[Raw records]
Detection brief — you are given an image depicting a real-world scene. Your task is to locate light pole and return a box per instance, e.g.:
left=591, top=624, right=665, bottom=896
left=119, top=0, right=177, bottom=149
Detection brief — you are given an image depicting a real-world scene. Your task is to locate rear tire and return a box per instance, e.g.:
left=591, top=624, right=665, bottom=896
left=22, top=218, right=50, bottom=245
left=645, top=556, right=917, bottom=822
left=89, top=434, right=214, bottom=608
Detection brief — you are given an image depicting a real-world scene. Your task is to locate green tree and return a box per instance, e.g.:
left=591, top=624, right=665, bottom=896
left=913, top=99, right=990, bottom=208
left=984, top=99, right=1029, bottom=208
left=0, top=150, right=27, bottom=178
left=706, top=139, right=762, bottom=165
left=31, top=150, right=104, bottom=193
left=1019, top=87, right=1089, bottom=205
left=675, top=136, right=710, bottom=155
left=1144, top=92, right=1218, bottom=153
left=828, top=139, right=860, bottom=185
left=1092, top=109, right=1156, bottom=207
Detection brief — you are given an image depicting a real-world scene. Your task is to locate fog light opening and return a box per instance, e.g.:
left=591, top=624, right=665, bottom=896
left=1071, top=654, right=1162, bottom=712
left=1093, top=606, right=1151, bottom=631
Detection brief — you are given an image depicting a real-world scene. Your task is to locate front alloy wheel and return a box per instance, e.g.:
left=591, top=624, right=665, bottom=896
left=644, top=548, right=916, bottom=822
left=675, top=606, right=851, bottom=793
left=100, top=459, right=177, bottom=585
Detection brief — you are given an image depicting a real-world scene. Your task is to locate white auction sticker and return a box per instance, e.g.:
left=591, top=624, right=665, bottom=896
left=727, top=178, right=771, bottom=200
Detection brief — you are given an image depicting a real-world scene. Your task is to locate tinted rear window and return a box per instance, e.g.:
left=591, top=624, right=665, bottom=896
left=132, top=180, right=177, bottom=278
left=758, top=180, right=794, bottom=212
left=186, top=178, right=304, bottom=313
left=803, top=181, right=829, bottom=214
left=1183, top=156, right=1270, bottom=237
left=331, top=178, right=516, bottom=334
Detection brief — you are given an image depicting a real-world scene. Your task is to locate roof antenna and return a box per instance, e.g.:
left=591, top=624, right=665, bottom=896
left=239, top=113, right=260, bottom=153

Problem to solve:
Rescale the lines starting with the one that contains "to locate front" and going on through the one that contains "left=675, top=606, right=851, bottom=793", writing each of them out again. Multiply every box coordinate in the answers by 0.7 and round to whole numbers, halves up, and copy all the other lines unchanged, including their sample coordinates.

Correct response:
Detection brief — you are given an image depicting a real-world scene. Your task is to locate front alloy wheel and return a box per instance, e.g.:
left=591, top=624, right=665, bottom=896
left=451, top=384, right=641, bottom=575
left=473, top=424, right=596, bottom=555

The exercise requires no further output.